■ Set exercise ■
Rewrite the rows starting at the line that contains "Can you spot the sky" and ending after the line that contains "[0,386,282,452]". Keep each request line as it is, and raise every bounding-box coordinate by 32.

■ Data ■
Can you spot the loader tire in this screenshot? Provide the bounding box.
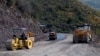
[6,39,17,50]
[26,39,33,49]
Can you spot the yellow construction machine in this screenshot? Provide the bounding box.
[6,28,34,50]
[73,24,92,43]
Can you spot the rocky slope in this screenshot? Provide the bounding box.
[0,0,42,48]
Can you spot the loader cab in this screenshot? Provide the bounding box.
[13,28,27,39]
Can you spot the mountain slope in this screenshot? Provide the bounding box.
[0,0,42,49]
[31,0,99,32]
[79,0,100,11]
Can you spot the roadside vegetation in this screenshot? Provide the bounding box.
[7,0,100,33]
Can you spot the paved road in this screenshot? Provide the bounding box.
[0,33,100,56]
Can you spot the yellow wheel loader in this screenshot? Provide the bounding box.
[6,28,35,50]
[73,24,92,43]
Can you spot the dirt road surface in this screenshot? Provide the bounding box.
[0,34,100,56]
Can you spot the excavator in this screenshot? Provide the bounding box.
[5,28,35,50]
[73,24,92,43]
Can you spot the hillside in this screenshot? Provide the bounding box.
[0,0,43,49]
[29,0,100,32]
[79,0,100,11]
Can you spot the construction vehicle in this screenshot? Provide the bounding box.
[6,28,35,50]
[73,24,92,43]
[49,32,57,40]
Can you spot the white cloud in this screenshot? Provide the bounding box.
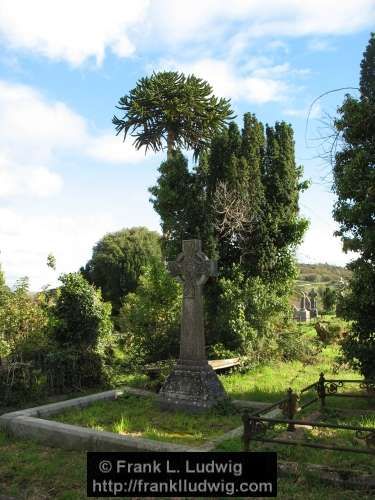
[283,103,322,120]
[0,0,149,65]
[0,77,154,176]
[0,0,375,66]
[0,158,63,199]
[86,133,149,164]
[0,81,87,163]
[297,219,355,266]
[307,38,335,52]
[0,208,118,290]
[159,58,289,104]
[151,0,375,44]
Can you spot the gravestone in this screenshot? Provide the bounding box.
[309,289,318,318]
[298,292,310,323]
[159,240,226,411]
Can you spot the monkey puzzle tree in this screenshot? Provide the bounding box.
[112,71,234,159]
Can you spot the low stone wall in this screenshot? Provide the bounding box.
[0,387,200,452]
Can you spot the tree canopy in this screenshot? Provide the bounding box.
[81,227,161,313]
[112,71,233,158]
[333,33,375,377]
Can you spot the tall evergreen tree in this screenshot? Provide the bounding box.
[333,33,375,377]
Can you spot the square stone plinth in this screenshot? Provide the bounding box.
[159,361,227,411]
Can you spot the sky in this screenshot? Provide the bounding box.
[0,0,375,290]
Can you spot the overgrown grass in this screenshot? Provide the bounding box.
[0,432,374,500]
[0,325,375,500]
[53,394,241,446]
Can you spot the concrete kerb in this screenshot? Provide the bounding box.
[0,387,207,452]
[0,386,282,452]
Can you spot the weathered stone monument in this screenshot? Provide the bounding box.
[297,292,310,322]
[159,240,226,411]
[309,289,318,318]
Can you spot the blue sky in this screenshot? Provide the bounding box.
[0,0,375,290]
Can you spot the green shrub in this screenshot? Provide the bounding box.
[116,262,182,366]
[81,227,161,314]
[216,266,289,362]
[55,273,113,351]
[314,320,347,345]
[276,325,319,363]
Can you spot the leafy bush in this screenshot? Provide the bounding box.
[276,324,319,363]
[217,266,289,360]
[0,278,50,362]
[340,259,375,379]
[116,262,182,365]
[314,320,347,345]
[81,227,161,313]
[55,273,113,351]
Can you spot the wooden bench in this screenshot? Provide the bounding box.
[142,358,240,379]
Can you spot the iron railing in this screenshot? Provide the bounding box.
[242,373,375,455]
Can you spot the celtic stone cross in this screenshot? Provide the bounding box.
[168,240,217,365]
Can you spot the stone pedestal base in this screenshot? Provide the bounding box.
[159,362,227,411]
[310,309,318,318]
[298,309,310,323]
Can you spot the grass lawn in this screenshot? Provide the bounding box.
[0,336,375,500]
[48,394,242,446]
[0,433,374,500]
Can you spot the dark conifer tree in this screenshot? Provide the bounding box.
[333,33,375,378]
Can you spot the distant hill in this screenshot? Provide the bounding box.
[291,264,351,308]
[298,264,351,285]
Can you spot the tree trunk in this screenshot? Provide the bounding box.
[167,129,175,160]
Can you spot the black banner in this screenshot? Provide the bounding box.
[87,452,277,498]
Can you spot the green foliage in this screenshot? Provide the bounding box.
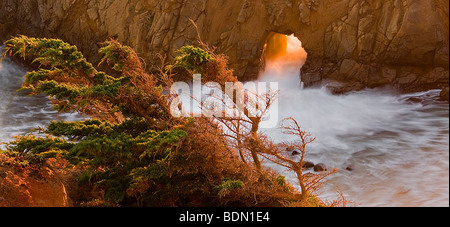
[173,46,213,73]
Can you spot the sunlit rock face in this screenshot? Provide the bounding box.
[0,0,449,92]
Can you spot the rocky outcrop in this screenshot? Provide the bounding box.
[0,0,449,92]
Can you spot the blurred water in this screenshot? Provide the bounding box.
[260,65,449,207]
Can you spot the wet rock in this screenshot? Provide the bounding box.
[345,165,355,171]
[314,163,328,172]
[0,0,449,92]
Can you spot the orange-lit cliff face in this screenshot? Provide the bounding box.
[0,0,449,92]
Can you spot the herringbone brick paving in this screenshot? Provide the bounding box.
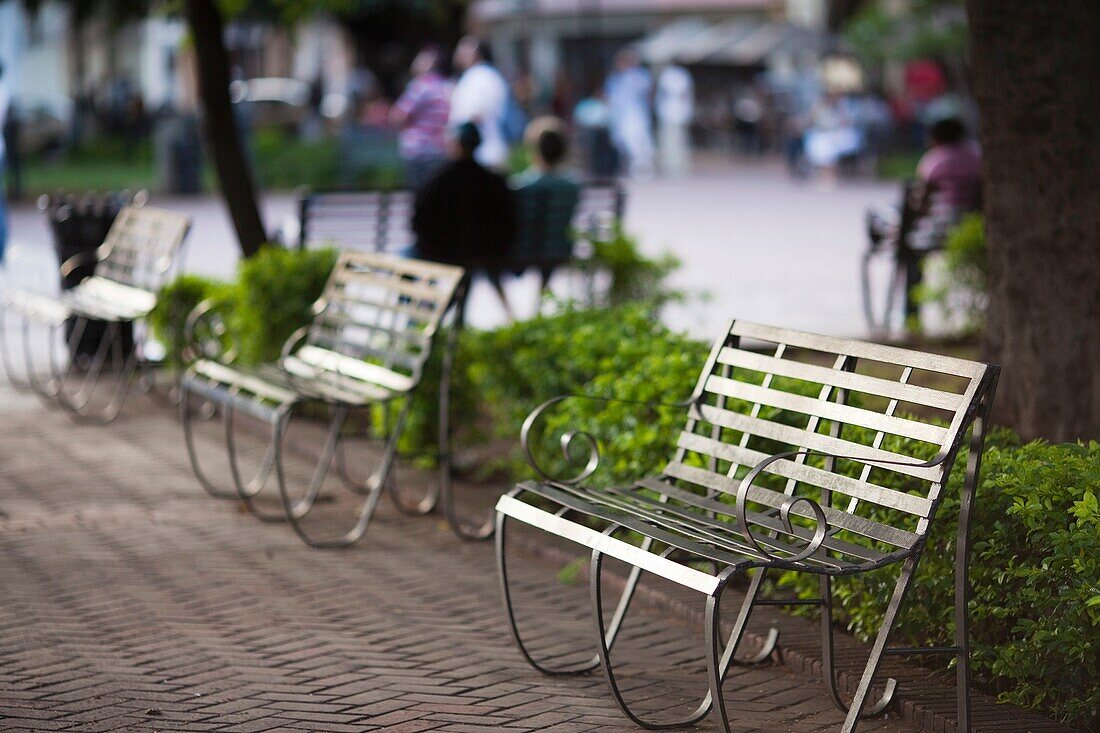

■ Full solution ■
Can you spot the sky in this screenshot? Provide the bounding box.
[32,32,407,322]
Can you spot the overgrown grass in this screenshot? Provide the bounding box.
[32,464,406,532]
[32,357,407,532]
[85,426,273,478]
Can you spot the concrete kerb in this screenshot? Provide the bounding box.
[32,419,239,484]
[32,418,314,484]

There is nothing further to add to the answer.